→ **WORK TO BE COMPLETED**: Below are some entries. Output each one exactly as it appears.

→ **RECORD EXTRACTS**:
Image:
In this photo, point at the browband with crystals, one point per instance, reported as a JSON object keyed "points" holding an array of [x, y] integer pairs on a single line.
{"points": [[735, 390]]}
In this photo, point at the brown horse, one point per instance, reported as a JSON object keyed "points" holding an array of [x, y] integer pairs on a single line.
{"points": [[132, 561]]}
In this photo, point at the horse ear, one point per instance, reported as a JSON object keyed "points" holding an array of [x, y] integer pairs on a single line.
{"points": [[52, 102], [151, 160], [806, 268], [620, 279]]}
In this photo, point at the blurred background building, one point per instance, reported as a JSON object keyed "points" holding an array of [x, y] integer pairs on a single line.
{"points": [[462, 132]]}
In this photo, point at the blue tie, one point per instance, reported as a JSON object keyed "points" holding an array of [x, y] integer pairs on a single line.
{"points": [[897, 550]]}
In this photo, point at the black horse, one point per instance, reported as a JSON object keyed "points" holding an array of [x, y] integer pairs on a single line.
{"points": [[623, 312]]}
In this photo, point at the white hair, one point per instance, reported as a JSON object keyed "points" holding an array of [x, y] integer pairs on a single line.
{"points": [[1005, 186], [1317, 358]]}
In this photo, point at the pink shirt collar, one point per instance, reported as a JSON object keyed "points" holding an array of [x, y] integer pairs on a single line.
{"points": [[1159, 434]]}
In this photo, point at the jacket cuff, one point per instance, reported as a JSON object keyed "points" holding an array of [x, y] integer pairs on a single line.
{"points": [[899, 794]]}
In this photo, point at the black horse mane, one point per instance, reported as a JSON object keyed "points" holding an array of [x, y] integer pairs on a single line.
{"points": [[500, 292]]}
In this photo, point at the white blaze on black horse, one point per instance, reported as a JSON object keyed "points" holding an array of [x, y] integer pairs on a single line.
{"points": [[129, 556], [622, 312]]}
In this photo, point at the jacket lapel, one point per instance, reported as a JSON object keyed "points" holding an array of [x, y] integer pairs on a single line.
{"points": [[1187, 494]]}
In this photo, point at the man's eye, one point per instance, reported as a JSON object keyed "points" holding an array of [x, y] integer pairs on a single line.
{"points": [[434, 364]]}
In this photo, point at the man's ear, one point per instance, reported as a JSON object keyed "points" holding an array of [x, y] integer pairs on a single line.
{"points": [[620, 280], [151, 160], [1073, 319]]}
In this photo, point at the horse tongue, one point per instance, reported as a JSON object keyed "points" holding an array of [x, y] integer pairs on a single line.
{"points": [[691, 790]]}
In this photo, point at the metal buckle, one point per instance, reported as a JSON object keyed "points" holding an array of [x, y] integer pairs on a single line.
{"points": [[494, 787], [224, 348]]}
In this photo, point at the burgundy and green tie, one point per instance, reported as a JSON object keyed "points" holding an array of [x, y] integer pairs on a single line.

→ **TASK RESPONSE**:
Image:
In this photo, point at the browband with crystals, one point per instance, reported as a JSON object keyed "points" holding an array of [x, y] integer pairs on a single line.
{"points": [[735, 390]]}
In this photo, point at the brown horse, one point per instance, reported as a JSON object keyed "points" holding an array of [x, y] integer pairs on a single line.
{"points": [[132, 561]]}
In this photo, point at the horse ear, one point per instance, reported as a JSON object keyed "points" holding an array of [x, y] integer pairs on a single line.
{"points": [[52, 102], [151, 160], [806, 268], [620, 279]]}
In this photo, point at the blurred background building, one point per instance, reported as a JSON object keyed "points" holding an array of [x, y] integer pairs on a single line.
{"points": [[462, 132]]}
In this photo, point at the blue tie, one point per instance, reported as a JSON object keyed "points" holding an array of [x, y] integer pairs on a single line.
{"points": [[897, 550]]}
In this photo, point at the black horse, one point per instance, reported as a JSON object keyed "points" holding an array of [x, y] integer pairs on a single line.
{"points": [[623, 312]]}
In this photo, point at the white hair, one point per instance, reported as a JSON object keyed "points" holding an array of [x, y] integer pairs on a single line.
{"points": [[1005, 186], [1317, 358]]}
In this photo, point at the pink shirt collar, one point per instance, reported as a JSON object keyed "points" holding an array of [x, y] integer pairs on a single line.
{"points": [[1159, 434]]}
In this photo, point at the jacket cuff, one point per instance, reported as a JSON object keyed "points" holding an array of [x, y] integer pairs on a single line.
{"points": [[899, 794]]}
In this photo, point at the black horse mane, one point per instance, reported as a JSON object keyed "points" holding an array of [x, y] integer pairs on a single line.
{"points": [[500, 292]]}
In this photo, point at the white blaze on black horse, one point per instance, reported as a JSON object keyed "points" holding an array of [x, y] integer pairs on a single line.
{"points": [[129, 556], [622, 312]]}
In this photo, point at the jacket lapel, one point per instance, reported as a JSON object keyed "points" holding an array of [x, y] integer pairs on a single line.
{"points": [[1187, 494]]}
In this photo, point at the man's eye, one point per instance, reported as a JSON object keyed "points" holding an array of [x, y] integer pairs on a single line.
{"points": [[434, 364]]}
In this photo, point at the man's ear, one point per instance, reported as a JSON object keyed "points" holding an array of [x, y] integer pairs on a single line.
{"points": [[620, 280], [151, 160], [1073, 319]]}
In this photo, point at the horse tongue, one point per instance, reported as a JSON object keyed "points" holding an array of [x, y] integer pairs on a single line.
{"points": [[691, 790]]}
In this photo, point at the metal buckle, one point per instance, reported as a JSON object keyed "points" holding an array of [x, y] integer pairs on a single line.
{"points": [[494, 787], [224, 348]]}
In this photo, point at the burgundy and green tie, one point per instance, reported as a JSON object keyed "points" holding an array of [x, y] integer pairs on a single line.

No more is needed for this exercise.